• Goal of the exercise
Rename "contrail" to "vapor trail" in the rows starting with the line with "Rules. Find each instance of the blue" and going on through the end of the rows, leaving everything else unchanged. Omit the pictures from your copy.

• Point labeling rows
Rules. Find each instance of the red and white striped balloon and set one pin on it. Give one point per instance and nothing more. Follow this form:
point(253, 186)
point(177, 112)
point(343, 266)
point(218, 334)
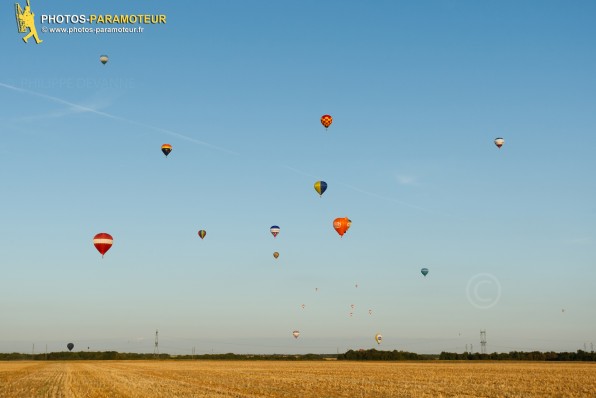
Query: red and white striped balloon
point(103, 242)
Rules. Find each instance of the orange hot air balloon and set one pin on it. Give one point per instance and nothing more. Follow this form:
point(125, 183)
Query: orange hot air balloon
point(341, 225)
point(103, 242)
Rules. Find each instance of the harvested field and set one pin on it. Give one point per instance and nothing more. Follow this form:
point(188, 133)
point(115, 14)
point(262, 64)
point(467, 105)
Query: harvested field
point(244, 379)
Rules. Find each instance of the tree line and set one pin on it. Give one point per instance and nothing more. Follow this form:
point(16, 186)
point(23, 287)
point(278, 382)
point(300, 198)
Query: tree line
point(350, 355)
point(580, 355)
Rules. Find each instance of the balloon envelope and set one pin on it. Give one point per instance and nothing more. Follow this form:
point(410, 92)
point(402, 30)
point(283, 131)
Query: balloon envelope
point(326, 120)
point(378, 338)
point(274, 230)
point(166, 149)
point(103, 242)
point(320, 187)
point(341, 225)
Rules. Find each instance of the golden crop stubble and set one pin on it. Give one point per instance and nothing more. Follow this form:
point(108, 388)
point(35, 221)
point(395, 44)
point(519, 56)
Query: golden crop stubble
point(149, 379)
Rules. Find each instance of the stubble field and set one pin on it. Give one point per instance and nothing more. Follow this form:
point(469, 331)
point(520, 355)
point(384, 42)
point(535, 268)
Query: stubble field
point(245, 379)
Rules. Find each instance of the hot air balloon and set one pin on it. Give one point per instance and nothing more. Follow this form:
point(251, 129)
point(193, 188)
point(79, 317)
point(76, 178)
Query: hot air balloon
point(320, 187)
point(103, 242)
point(378, 338)
point(341, 225)
point(166, 149)
point(274, 230)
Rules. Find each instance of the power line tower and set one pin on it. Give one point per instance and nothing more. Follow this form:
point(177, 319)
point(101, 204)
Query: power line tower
point(483, 341)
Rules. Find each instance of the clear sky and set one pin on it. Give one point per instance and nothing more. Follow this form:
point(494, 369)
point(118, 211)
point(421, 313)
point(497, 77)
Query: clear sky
point(418, 91)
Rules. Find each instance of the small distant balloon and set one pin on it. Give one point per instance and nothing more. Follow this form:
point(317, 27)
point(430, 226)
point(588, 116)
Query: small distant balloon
point(320, 187)
point(342, 225)
point(166, 149)
point(378, 338)
point(326, 121)
point(274, 230)
point(103, 242)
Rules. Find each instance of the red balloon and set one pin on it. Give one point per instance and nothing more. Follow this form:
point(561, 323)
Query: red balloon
point(342, 225)
point(103, 242)
point(326, 120)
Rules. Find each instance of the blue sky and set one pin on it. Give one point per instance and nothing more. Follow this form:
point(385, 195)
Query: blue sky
point(418, 92)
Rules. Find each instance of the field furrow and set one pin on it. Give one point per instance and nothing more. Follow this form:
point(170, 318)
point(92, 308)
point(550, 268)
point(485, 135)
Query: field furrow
point(261, 379)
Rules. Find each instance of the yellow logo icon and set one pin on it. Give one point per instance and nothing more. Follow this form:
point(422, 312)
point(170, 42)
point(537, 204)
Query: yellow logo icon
point(26, 20)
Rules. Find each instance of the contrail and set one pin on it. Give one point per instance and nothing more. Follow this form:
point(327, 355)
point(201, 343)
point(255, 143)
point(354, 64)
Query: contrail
point(83, 108)
point(366, 192)
point(114, 117)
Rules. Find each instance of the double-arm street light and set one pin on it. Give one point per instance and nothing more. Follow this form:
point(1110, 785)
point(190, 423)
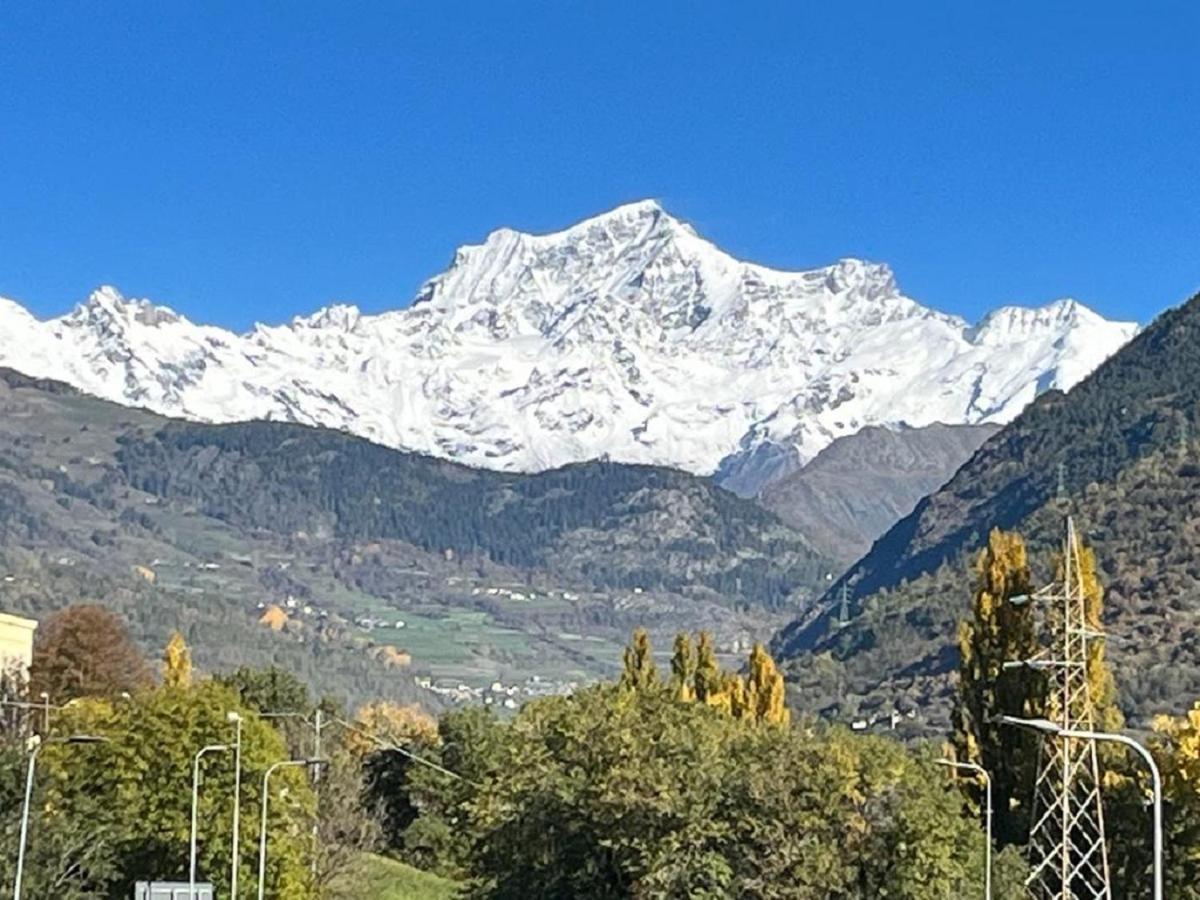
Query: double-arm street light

• Task solution
Rules. Find each instance of the blue sky and set one pin on it. Give one point per instance and nothing more. Follow this form:
point(385, 195)
Query: blue sky
point(418, 92)
Rules. Find each instance of the field furrow and set one pin on it. Give one point per instance and nothing more. Follow this form:
point(170, 318)
point(92, 308)
point(550, 268)
point(485, 135)
Query: field furrow
point(261, 379)
Rules. Find each instance of the yellow logo icon and set one pin on it. Give one point per instance and nothing more. Follow this form:
point(422, 312)
point(170, 42)
point(537, 204)
Query: yellow logo icon
point(26, 20)
Rules. Find each instance of the vapor trail and set one pin on it. Give one point per instance and nothing more. Follow this form:
point(327, 355)
point(201, 343)
point(255, 143)
point(354, 64)
Query: vapor trail
point(83, 108)
point(366, 192)
point(114, 117)
Rules. Find each instance of the double-arm street light and set one pin on it. Give one point per instance and nothing more. Follow this form:
point(1110, 785)
point(190, 423)
Query: double-arm street light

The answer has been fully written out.